0

I've started a new Python 3 project in which my goal is to download tweets and analyze them. As I'll be downloading tweets from different subjects, I want to have a pool of workers that must download from Twitter status with the given keywords and store them in a database. I name this workers fetchers.

Other kind of worker is the analyzers whose function is to analyze tweets contents and extract information from them, storing the result in a database also. As I'll be analyzing a lot of tweets, would be a good idea to have a pool of this kind of workers too.

I've been thinking in using RabbitMQ and Celery for this but I have some questions:

  • General question: Is really a good approach to solve this problem?
  • I need at least one fetcher worker per downloading task and this could be running for a whole year (actually is a 15 minutes cycle that repeats and last for a year). Is it appropriate to define an "infinite" task?
  • I've been trying Celery and I used delay to launch some example tasks. The think is that I don't want to call ready() method constantly to check if the task is completed. Is it possible to define a callback? I'm not talking about a celery task callback, just a function defined by myself. I've been searching for this and I don't find anything.

▬▬▬▬▬▬▬▬▬▬

**Stated problem a:**
Could you recast the listing as a numbered list, leaving out blank lines, starting with the line containing "Definition of the keypoint: for every instance of the glossy" and going on through the end of the listing?
The forum post and the listing have nothing to do with each other.

**Data shown:**

▬▬▬▬▬▬▬▬▬▬

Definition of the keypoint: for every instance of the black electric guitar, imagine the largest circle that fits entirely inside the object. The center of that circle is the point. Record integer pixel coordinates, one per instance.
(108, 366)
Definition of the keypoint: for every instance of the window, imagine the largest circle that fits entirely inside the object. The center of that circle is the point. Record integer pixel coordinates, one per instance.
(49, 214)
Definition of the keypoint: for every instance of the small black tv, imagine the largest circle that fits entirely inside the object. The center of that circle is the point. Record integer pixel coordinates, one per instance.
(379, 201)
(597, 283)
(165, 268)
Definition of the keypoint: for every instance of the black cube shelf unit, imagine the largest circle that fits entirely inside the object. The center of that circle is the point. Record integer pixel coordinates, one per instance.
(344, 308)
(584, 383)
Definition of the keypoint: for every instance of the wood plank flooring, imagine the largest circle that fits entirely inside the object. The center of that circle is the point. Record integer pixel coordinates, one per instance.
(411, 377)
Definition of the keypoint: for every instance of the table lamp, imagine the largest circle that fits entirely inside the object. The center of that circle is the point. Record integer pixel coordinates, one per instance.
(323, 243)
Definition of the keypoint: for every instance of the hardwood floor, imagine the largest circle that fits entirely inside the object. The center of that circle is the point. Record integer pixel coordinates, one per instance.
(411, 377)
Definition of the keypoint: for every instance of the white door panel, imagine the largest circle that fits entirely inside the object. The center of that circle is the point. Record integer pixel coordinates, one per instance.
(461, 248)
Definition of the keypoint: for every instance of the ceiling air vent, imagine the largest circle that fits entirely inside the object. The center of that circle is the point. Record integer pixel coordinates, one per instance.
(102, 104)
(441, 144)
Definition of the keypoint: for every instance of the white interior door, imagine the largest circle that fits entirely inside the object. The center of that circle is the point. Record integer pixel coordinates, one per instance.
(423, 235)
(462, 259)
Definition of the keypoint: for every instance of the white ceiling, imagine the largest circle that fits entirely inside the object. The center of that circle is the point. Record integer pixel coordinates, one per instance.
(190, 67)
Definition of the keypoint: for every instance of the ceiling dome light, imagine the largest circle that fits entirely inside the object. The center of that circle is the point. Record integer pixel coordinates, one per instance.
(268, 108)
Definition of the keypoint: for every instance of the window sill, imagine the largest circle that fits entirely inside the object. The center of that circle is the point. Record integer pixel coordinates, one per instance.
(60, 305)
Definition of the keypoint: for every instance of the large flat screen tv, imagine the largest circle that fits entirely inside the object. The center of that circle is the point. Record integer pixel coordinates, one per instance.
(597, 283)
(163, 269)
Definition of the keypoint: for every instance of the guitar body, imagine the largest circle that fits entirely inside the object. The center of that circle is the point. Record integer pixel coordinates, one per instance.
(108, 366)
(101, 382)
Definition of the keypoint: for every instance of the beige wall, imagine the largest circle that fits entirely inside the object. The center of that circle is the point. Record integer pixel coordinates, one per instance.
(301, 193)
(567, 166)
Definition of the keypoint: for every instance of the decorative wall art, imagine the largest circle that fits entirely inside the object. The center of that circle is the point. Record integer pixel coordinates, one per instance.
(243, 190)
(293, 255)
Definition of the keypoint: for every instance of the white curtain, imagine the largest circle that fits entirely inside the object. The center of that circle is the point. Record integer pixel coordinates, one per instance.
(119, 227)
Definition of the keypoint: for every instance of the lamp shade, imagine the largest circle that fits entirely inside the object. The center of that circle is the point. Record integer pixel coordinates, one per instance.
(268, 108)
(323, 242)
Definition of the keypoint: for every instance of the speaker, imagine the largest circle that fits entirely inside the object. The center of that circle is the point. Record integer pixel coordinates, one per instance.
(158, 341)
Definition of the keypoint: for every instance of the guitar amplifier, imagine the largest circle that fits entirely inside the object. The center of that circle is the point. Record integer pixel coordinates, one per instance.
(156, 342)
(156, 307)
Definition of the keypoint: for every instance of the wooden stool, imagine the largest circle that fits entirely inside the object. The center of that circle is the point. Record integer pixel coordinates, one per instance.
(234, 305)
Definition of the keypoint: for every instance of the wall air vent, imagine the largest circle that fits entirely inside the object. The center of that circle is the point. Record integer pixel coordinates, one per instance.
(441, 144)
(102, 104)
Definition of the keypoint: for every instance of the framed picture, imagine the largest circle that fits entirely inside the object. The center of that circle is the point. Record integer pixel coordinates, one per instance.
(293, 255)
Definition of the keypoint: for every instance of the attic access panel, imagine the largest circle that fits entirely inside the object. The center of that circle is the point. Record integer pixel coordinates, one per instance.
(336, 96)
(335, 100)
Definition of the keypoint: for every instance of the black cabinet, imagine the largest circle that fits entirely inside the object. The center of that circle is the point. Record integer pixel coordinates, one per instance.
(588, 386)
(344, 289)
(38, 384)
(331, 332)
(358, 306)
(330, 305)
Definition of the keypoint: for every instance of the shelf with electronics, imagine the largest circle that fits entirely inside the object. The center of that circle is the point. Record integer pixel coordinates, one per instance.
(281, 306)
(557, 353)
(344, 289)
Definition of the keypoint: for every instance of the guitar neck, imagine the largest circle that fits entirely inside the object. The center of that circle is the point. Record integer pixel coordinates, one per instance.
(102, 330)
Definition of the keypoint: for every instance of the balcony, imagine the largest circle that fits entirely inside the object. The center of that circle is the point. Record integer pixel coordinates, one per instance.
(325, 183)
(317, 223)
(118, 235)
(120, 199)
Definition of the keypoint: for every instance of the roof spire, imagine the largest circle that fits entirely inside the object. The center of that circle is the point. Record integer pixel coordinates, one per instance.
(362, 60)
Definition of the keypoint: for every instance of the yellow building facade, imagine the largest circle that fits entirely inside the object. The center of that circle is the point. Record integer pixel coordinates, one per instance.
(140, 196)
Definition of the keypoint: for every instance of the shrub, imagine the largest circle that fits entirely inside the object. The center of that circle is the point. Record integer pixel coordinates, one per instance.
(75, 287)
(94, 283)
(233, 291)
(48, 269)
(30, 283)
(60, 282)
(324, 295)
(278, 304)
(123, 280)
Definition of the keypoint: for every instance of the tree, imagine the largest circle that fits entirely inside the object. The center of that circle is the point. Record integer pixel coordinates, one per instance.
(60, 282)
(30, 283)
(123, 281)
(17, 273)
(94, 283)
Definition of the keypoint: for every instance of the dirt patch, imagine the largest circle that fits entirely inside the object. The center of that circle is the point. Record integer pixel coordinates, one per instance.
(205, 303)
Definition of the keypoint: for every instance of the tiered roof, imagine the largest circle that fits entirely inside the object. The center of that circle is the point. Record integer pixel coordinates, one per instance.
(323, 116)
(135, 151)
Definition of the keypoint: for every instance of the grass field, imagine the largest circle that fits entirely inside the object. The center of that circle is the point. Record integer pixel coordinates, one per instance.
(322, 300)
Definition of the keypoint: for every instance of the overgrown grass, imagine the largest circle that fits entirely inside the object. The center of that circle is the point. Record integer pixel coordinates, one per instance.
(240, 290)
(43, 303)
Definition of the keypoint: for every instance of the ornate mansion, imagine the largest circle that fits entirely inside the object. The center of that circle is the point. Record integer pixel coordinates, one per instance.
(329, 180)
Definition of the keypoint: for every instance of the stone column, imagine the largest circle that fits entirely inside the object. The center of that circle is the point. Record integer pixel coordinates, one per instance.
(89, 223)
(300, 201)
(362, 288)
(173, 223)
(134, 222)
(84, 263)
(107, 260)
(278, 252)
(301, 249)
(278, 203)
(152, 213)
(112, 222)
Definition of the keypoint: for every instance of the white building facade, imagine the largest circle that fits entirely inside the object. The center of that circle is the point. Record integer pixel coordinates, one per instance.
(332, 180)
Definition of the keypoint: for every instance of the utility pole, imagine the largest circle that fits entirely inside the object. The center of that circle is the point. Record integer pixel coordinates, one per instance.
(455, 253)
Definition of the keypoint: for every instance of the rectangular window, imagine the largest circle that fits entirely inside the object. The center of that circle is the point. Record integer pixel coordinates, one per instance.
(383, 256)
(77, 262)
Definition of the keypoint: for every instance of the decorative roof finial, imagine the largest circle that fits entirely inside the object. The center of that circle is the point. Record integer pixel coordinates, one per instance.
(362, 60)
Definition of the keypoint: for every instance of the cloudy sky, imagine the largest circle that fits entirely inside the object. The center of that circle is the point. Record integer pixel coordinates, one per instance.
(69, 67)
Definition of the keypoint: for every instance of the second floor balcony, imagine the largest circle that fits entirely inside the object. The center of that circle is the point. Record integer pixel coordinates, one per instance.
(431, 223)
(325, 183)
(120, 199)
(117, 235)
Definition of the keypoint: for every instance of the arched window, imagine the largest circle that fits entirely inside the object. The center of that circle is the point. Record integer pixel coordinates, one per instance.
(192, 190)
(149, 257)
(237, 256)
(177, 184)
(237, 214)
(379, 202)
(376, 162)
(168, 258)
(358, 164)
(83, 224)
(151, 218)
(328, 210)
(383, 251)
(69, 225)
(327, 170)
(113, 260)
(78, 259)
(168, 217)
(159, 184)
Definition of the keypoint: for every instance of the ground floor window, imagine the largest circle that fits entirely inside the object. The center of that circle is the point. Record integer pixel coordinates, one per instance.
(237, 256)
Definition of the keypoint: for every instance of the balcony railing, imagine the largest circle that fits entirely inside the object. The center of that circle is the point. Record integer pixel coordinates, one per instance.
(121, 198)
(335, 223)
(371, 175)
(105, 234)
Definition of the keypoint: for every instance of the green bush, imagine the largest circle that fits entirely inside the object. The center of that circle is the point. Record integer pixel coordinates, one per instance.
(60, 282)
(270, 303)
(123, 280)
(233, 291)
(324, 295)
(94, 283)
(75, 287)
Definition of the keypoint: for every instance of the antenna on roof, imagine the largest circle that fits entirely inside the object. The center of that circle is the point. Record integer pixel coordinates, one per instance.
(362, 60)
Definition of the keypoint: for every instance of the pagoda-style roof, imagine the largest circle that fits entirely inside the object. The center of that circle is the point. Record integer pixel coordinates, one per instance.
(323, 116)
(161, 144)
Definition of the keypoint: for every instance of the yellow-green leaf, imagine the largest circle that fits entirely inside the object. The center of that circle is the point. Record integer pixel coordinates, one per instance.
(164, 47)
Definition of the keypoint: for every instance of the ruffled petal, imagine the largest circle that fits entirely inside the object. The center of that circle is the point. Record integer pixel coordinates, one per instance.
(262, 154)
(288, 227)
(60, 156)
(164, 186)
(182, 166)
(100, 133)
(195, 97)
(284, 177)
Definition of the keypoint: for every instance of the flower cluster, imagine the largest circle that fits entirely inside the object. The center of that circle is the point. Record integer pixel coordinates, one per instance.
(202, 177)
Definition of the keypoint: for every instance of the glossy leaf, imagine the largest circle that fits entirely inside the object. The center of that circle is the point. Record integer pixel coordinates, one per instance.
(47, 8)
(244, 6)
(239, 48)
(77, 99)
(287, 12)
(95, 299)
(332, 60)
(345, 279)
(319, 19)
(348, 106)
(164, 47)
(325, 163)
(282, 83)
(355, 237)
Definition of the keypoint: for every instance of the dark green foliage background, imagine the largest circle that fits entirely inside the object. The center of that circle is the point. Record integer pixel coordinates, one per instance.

▬▬▬▬▬▬▬▬▬▬

**Stated problem b:**
In the forum post, what name is given to the workers that download tweets from Twitter?

**Exercise answer a:**
1. Definition of the keypoint: for every instance of the glossy leaf, imagine the largest circle that fits entirely inside the object. The center of that circle is the point. Record integer pixel coordinates, one per instance.
2. (47, 8)
3. (244, 6)
4. (239, 48)
5. (77, 99)
6. (287, 12)
7. (95, 299)
8. (332, 60)
9. (345, 279)
10. (319, 19)
11. (348, 106)
12. (164, 47)
13. (325, 163)
14. (282, 83)
15. (355, 237)
16. Definition of the keypoint: for every instance of the dark green foliage background, imagine the largest circle that fits entirely inside the object. The center of that circle is the point. Record integer pixel coordinates, one per instance.

**Exercise answer b:**
Fetchers.